**WHAT YOU HAVE TO DO:** Copy out the full listing below word for word, leaving out the pictures.

# AVAILABLE DATA start

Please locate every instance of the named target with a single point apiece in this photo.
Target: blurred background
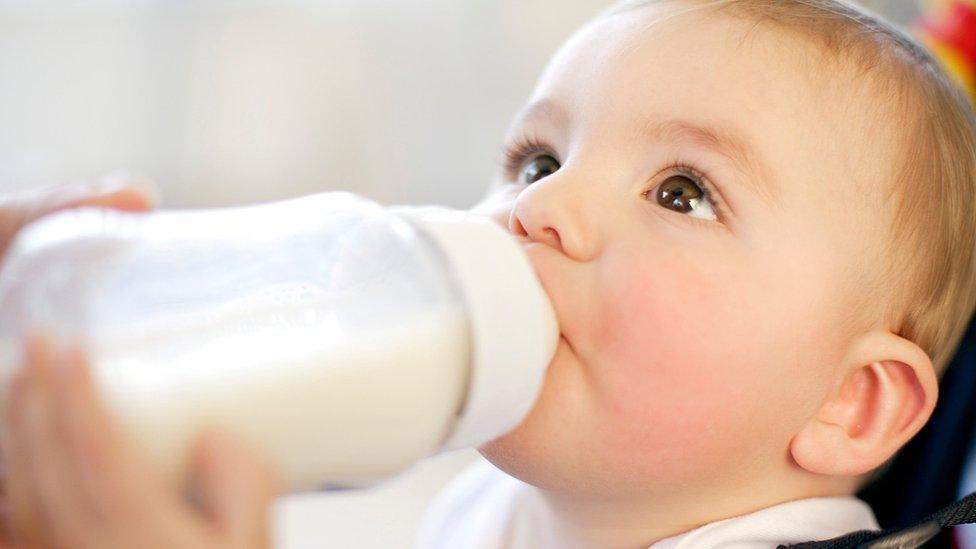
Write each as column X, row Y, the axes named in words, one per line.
column 237, row 101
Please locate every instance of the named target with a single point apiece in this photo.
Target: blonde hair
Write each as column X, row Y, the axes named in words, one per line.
column 931, row 254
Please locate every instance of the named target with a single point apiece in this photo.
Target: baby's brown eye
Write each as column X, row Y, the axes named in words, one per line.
column 678, row 193
column 537, row 168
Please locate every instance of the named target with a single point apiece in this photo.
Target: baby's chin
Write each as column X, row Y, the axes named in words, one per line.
column 514, row 453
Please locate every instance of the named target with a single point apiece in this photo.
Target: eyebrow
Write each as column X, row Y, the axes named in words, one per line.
column 727, row 142
column 757, row 176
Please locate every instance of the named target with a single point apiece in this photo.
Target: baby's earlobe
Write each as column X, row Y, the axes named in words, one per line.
column 877, row 408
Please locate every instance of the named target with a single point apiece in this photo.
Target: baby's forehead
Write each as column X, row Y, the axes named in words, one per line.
column 772, row 90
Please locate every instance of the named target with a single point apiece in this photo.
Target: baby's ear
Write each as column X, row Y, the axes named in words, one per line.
column 886, row 393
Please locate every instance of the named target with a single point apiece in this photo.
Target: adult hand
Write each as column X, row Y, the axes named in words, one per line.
column 119, row 192
column 75, row 480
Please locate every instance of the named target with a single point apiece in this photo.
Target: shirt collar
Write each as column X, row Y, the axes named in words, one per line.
column 791, row 522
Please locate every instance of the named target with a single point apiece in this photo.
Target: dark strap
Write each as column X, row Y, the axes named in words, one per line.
column 960, row 512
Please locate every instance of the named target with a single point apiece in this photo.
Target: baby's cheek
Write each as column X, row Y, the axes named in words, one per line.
column 680, row 364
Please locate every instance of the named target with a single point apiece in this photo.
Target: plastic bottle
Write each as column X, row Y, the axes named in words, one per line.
column 342, row 339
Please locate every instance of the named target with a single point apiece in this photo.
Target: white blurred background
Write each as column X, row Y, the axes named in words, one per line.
column 238, row 101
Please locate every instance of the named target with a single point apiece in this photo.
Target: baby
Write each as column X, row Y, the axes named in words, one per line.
column 755, row 221
column 754, row 218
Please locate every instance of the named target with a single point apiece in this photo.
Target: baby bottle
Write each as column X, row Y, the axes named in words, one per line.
column 343, row 340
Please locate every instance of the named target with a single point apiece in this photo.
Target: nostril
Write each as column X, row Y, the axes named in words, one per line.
column 517, row 227
column 553, row 234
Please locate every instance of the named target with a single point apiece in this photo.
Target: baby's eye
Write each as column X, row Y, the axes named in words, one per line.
column 682, row 194
column 536, row 168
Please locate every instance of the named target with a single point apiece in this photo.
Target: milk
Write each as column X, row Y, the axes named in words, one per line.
column 341, row 340
column 297, row 392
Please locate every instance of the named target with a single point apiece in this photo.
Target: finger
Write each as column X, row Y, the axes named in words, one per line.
column 24, row 521
column 53, row 480
column 123, row 192
column 119, row 483
column 236, row 488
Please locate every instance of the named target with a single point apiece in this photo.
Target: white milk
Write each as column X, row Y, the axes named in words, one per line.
column 343, row 340
column 323, row 406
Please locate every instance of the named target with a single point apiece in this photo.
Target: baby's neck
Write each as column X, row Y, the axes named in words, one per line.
column 593, row 523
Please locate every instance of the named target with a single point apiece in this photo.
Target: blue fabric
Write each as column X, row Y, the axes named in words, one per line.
column 928, row 473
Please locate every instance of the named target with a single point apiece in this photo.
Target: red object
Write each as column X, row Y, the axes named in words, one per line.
column 957, row 29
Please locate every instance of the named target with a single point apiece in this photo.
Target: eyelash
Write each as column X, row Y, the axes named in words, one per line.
column 524, row 147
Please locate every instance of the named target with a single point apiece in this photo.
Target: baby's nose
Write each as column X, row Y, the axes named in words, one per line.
column 559, row 220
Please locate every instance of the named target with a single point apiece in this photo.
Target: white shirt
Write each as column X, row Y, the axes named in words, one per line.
column 484, row 508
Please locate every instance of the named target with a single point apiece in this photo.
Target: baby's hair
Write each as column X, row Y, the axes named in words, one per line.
column 929, row 284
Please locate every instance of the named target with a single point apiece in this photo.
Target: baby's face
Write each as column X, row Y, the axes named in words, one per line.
column 700, row 197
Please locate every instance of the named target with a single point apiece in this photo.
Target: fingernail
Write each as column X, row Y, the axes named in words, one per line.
column 116, row 181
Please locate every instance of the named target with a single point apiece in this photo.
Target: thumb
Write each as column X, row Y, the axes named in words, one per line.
column 235, row 488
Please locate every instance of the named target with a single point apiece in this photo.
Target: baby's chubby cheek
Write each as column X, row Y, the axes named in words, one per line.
column 683, row 362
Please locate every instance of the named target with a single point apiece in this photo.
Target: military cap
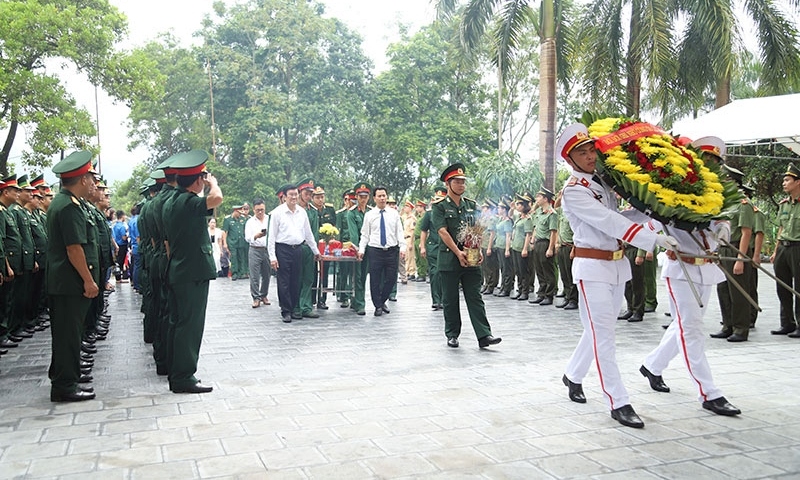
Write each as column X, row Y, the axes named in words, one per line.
column 74, row 165
column 158, row 176
column 524, row 197
column 455, row 170
column 792, row 171
column 306, row 184
column 572, row 137
column 713, row 145
column 546, row 194
column 189, row 163
column 22, row 182
column 39, row 182
column 362, row 188
column 736, row 174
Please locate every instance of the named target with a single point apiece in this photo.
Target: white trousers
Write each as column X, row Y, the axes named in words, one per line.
column 600, row 305
column 686, row 337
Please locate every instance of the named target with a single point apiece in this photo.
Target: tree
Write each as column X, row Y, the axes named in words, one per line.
column 39, row 33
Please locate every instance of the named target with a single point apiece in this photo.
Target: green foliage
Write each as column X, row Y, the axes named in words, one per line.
column 80, row 33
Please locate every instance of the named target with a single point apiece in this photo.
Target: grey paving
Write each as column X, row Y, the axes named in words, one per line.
column 355, row 397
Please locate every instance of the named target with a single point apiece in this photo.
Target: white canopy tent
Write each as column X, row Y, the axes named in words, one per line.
column 752, row 120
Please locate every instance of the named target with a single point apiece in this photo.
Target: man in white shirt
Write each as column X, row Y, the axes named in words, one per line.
column 255, row 232
column 289, row 230
column 382, row 239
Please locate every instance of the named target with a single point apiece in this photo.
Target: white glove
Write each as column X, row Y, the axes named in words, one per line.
column 667, row 242
column 723, row 233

# AVAILABLE DATA end

**SOLVED PROBLEM:**
Please locate every instance of the named target with a single point apiece in this photo.
Target: blurred background
Write each as column X, row Y, the axes named in words, one per line.
column 237, row 101
Please locate every instance of the named target with a single point apiece in this photo.
Target: blonde hair
Write each as column X, row Y, the axes named in words, one per line.
column 931, row 254
Please locate every instance of the named target with a single point apiece in this photo.
Target: baby's brown eye
Write each as column X, row Y, the axes named in words, one per line.
column 678, row 193
column 537, row 168
Please locate every instance of the named target with a single point apiece in this photo.
Target: baby's chin
Write each as column X, row Y, the axes named in words, one per line.
column 514, row 453
Please locate every instance of the named target with a single point apiece in this photo.
Target: eyebrow
Write each as column X, row Y, the axes named in words, one per line.
column 727, row 142
column 757, row 176
Please locate every instance of the named target with a single point apiece in this photo.
Target: baby's earlobe
Write each as column X, row Y, the axes named in words, one per line.
column 877, row 408
Please locate every instance of the named target with a single point apiece in this photo.
Target: baby's forehead
Write each as column X, row Y, the axes named in words, one per line.
column 772, row 90
Please locate every instance of the named target with a single point apiece in this photo.
Target: baby's ear
Write each as column X, row Y, the axes named in words, one per line.
column 886, row 393
Please locate every instance of the named target with a single point apiece in this photo.
Target: adult hand
Write each as column X, row Y, the axes named in words, one per line.
column 119, row 192
column 75, row 480
Please locate every instance of the named target with a single point apiece in this photo.
Target: shirt collar
Write each as column X, row Y, the axes named in words, one per line.
column 791, row 522
Please locate every instance of the named target with a single point apiece in this photo.
Target: dark strap
Write each as column X, row Y, the axes named in words, one per line.
column 960, row 512
Please locate every instance of the named target with a single point apiece in this photo.
Target: baby's cheek
Write each as column X, row Y, the axes named in words, one per line.
column 680, row 364
Please locate every instance of the named target with a single point apiece in this photo.
Target: plastic bottle
Write each as column X, row Y, the axes named in words, one per line.
column 342, row 339
Please locate every instance of the named target with a single point apiece in this photo.
Target: white blurred background
Write each as column X, row Y, the axes named in words, one per line.
column 238, row 101
Please locate every instance of the named target with a single point apiece in this photo.
Target: baby
Write each as column X, row Y, the axes named in words, one per line.
column 755, row 221
column 754, row 218
Please locate every instance of the named target with a single point apiece in this photo.
Target: baby bottle
Write each as column X, row Y, the axes named in words, one per line.
column 343, row 340
Please locate every instance of the named target with a single point apiece in this photo.
Target: nostril
Write each as column X, row Y, the axes named in words, one per line.
column 517, row 227
column 553, row 234
Please locate every instance of the named target with a single point apiece in this photo.
Target: baby's eye
Write each as column X, row Y, the axes named in words, one per line.
column 682, row 194
column 536, row 168
Please locate every instance of the named target with a single point apiece in this photo.
Target: milk
Write each as column X, row Y, the axes named in words, one per line.
column 341, row 340
column 297, row 392
Please locate every instance of the named target with a single point apiece in this photo.
Target: finger
Write each as column X, row Y, the axes named in words, one per line.
column 24, row 521
column 53, row 480
column 123, row 192
column 119, row 483
column 236, row 488
Please locate every instance of the named target with a single point apiece in this photo.
Target: white milk
Write each as column X, row Y, the axes named in words, one per line.
column 343, row 340
column 323, row 406
Please locate every instance of the named target with a single point apiece in this photo.
Target: baby's neck
Write each as column X, row Y, the axes named in words, one per line.
column 593, row 523
Please locate every instance of the named target with a single point apiece in this photo.
Target: blue fabric
Write each as column X, row Y, the axes named in words, one per line.
column 928, row 473
Please locate every instance of the named target with a single point apiece in this photo.
Target: red object
Write each as column X, row Y, the axes named in words, one per line.
column 957, row 29
Please locate every instance of the named target with a single point apiece in this photo.
Target: eyelash
Write each as column X, row Y, the axes named in words, one per line.
column 524, row 147
Please locate every instance of the named target with a single point apiece in this photo.
Target: baby's nose
Write each as column X, row Y, the axes named in words, one per line.
column 559, row 220
Please locate every instance of the named target with a single point apiece in this photo.
Target: white shirt
Write each as column X, row Y, the axes named in words, one per line.
column 484, row 508
Please locate every instance of the named target with a single point apiece in this photo.
Target: baby's hair
Write each as column X, row Y, the axes named in words, one per line.
column 929, row 284
Please locate every instance of the named target with a single point apiece in this photo.
Target: baby's face
Write each as column X, row Y, the axes named in words, one per line.
column 700, row 197
Please locate every instance of the named target with a single point apiece in this photo.
Target: fingernail
Write each as column X, row Y, the axes named in words, one per line.
column 116, row 181
Please locate every instance of the named target with a single point apiece in this photo.
Target: thumb
Write each as column X, row Y, the axes named in words, one per line.
column 235, row 488
Please locate every instance of the named target with a single point apiece in this photo.
Target: baby's chubby cheek
Write each as column X, row Y, the axes named in words, one per line.
column 683, row 362
Please locate every instance of the named target with a single point apiece in this photo.
Target: military cap
Write each as column X, row Y, the axes named in words, one per line.
column 74, row 165
column 158, row 176
column 524, row 197
column 455, row 170
column 792, row 171
column 306, row 184
column 572, row 137
column 713, row 145
column 546, row 194
column 189, row 163
column 22, row 182
column 39, row 182
column 362, row 188
column 736, row 174
Please locate every instance of the named target with a single point apiece in this photo.
Target: white trousers
Write each as column X, row Y, the axes named in words, one per line.
column 600, row 305
column 686, row 337
Please locate every instance of the named target with a single point apiece in this photo.
Target: tree
Write each as column X, row Y, the axes named in words, one per line.
column 39, row 33
Please locate every instance of the named target with a single point apiece in this photo.
Target: green foliage
Write each as column X, row Y, the axes named in words, one per line.
column 80, row 33
Please locate every instance of the named target with a single point apiece in this photo.
Target: grey paving
Write each as column X, row Y, the axes named in words, one per line.
column 355, row 397
Please locate every instance of the named target with a single point apiece in this photo.
Target: white canopy tent
Write each as column X, row Y, the axes named in words, one per line.
column 752, row 120
Please locate every instance of the named target with a single point apiece in this photo.
Target: man in white shirt
Write each as column X, row Y, the axes named in words, one per line.
column 255, row 232
column 289, row 230
column 382, row 239
Please locate every instance of the named target with a single point apiece in this photo.
Target: white glove
Write each as column X, row Y, the axes named in words, one per line.
column 667, row 242
column 723, row 233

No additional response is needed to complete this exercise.